Wednesday, August 10, 2011
No Right to Counsel in Guardianship Cases, Court Rules
By a MetNews Staff Writer
A mother’s interest in challenging the guardianship of her teenage daughter is not sufficient to entitle her to appointed counsel, the First District Court of Appeal ruled yesterday.
Div. Three, in a decision by Justice Peter J. Siggins, said that private guardianship proceedings do not “present the David and Goliath scenario created when the power of the state is brought to bear upon an unrepresented parent,” and that the mother, identified as L.B., had no constitutional right to an attorney.
Siggins noted the lack of any California authority that “directly addresses whether and under what circumstances a parent may have a due process right to counsel in a guardianship proceeding brought under the Probate Code,” but reasoned the principles set forth in Lassiter v. Department of Social Services (1981), 452 U.S. 18, which guide the due process considerations in dependency cases, were applicable.
Joined by Justices Stuart R. Pollak and Martin J. Jenkins, Siggins explained that courts hearing dependency cases that may result in findings which could later serve as the basis for terminating parental rights “have generally found a due process right to appointed counsel,” but said L.B.’s situation was distinguishable since guardianship hearings “do not occupy the same plane as…proceedings that trigger termination of parental rights” in dependency cases.
Siggins acknowledged that L.B. faced “the loss of her daughter’s care, companionship and custody for an indefinite period of time that could conceivably last until [the 16-year-old]’s majority,” but said the guardianship proceedings did not “pose an equivalent threat to L.B.’s parental rights as adverse dependency rulings that may lead directly to termination” since “unlike the dependency scheme, none of the findings that can lead to termination are made in the initial guardianship proceeding.”
He went on to reject L.B.’s contention that recent revisions to the probate guardianship statutes—allowing a guardian to petition to have a child declared free from a parent’s custody and control and adopt that child—moved the instant case into the category of proceedings that lead to the termination of parental rights.
The justice further noted that “as difficult as it may be for an unrepresented parent to navigate the rules of evidence and courtroom procedure, this case did not involve expert medical or psychiatric testimony or other particularly complex areas,” which “weigh[ed] against the risk of error and the likelihood that the result would have been different had L.B. been represented by counsel.”
In the unpublished portion of yesterday’s decision, however, the justices ordered a limited reversal for compliance with the notice requirements of the Indian Child Welfare Act.
The case is Guardianship of H.C., A126914.

__REQUIRED WORK__: Can you reproduce the guardianship ruling article word for word, from "Div. Three, in" up to and including "cases, were applicable."?

__INFORMATION SUPPLIED__:
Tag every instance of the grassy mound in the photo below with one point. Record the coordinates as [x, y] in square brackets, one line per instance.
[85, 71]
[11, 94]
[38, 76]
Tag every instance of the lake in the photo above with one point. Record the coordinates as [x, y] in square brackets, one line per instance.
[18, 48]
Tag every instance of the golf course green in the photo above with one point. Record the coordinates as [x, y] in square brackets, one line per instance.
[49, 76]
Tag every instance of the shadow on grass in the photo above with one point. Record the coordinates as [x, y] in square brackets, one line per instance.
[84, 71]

* * *

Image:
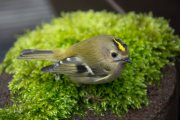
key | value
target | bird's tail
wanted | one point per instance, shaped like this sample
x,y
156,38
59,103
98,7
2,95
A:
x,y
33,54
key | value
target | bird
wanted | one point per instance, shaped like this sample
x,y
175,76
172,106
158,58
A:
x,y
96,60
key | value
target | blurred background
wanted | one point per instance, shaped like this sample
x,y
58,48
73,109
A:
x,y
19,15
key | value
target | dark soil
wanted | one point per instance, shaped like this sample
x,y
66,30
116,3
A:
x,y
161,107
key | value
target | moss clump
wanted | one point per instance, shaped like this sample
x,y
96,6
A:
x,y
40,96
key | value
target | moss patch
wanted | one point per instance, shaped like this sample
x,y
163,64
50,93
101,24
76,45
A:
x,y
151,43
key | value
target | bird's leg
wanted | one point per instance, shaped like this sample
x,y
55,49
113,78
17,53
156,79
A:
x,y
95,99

__RESPONSE AREA__:
Div. Three, in a decision by Justice Peter J. Siggins, said that private guardianship proceedings do not “present the David and Goliath scenario created when the power of the state is brought to bear upon an unrepresented parent,” and that the mother, identified as L.B., had no constitutional right to an attorney.
Siggins noted the lack of any California authority that “directly addresses whether and under what circumstances a parent may have a due process right to counsel in a guardianship proceeding brought under the Probate Code,” but reasoned the principles set forth in Lassiter v. Department of Social Services (1981), 452 U.S. 18, which guide the due process considerations in dependency cases, were applicable.